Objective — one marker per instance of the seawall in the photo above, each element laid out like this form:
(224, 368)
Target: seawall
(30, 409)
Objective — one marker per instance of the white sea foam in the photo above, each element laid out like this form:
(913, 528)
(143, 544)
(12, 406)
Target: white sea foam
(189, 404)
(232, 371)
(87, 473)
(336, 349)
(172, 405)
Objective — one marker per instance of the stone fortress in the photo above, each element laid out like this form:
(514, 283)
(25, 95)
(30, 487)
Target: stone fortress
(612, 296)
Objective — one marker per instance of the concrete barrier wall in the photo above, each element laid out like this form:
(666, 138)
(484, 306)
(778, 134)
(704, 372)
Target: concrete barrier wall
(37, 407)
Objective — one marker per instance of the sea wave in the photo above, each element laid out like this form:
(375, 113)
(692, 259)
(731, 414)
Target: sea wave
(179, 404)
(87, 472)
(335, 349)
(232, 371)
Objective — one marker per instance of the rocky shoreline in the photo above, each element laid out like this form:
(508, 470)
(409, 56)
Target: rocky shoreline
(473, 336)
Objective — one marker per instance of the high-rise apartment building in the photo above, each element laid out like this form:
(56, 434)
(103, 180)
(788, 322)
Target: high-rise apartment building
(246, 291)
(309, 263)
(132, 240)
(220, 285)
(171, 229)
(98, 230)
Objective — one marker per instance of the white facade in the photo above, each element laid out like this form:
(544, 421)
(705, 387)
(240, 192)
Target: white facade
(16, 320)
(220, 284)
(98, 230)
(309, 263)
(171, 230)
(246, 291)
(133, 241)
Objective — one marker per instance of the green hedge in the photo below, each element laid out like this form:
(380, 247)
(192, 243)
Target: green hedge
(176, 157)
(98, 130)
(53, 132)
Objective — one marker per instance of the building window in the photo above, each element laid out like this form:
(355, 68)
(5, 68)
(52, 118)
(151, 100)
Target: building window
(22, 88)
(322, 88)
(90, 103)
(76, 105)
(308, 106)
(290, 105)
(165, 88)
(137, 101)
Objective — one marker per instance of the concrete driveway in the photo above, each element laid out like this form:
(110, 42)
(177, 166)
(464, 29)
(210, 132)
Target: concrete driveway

....................

Work instructions - Reproduce all of the material above, changing each "Objective" to "Goal" and leaving everything else untouched.

Written response -
Goal — one marker per instance of the seawall in the photo above, each element laid out like this form:
(224, 368)
Target: seawall
(30, 409)
Goal — one marker per instance of the white sea foam in the photo above, each element laid out like this form:
(913, 528)
(143, 544)
(12, 406)
Target: white sea foam
(189, 404)
(232, 371)
(87, 473)
(336, 349)
(172, 405)
Goal — one marker per instance of the stone fortress in the photo above, each element laid out like this form:
(514, 283)
(25, 95)
(30, 487)
Target: stone fortress
(612, 296)
Goal — one marker per instance of the concrete barrier wall in the photo above, each element laid out like this form:
(666, 138)
(484, 306)
(778, 134)
(704, 372)
Target: concrete barrier wall
(37, 407)
Goal — one marker per instance of the sea wave in the photo above, each element laid out like this form:
(375, 113)
(692, 259)
(731, 414)
Target: sea wave
(179, 404)
(87, 472)
(335, 349)
(232, 371)
Goal — one marker per instance of the rocky shoreline in the photo above, each element laid out like this form:
(508, 470)
(409, 56)
Target: rocky shoreline
(473, 336)
Goal — one marker per instance of the high-rise apartment building in the photo above, each element laid out like this form:
(56, 434)
(103, 180)
(788, 322)
Target: high-rise apartment building
(246, 291)
(309, 263)
(132, 240)
(220, 285)
(171, 229)
(98, 230)
Goal — one marker per instance of the white facade in the photo above, each element laid out like this form:
(544, 421)
(705, 387)
(240, 192)
Target: white facade
(16, 320)
(220, 284)
(98, 230)
(309, 263)
(171, 230)
(246, 291)
(133, 241)
Goal — one marker per instance of the green hedge in the photo below, each element laid out like this form:
(380, 247)
(192, 243)
Target: green hedge
(176, 157)
(98, 130)
(53, 132)
Goal — one marker per instance of the building window in the photo above, each element laid out like this form:
(355, 68)
(5, 68)
(52, 118)
(151, 100)
Target: building window
(22, 88)
(322, 88)
(90, 103)
(76, 105)
(308, 106)
(290, 105)
(165, 88)
(137, 101)
Goal — one marker per instance of the concrete driveway in the photo above, each element laid out like this form:
(110, 42)
(177, 166)
(464, 29)
(210, 132)
Target: concrete driveway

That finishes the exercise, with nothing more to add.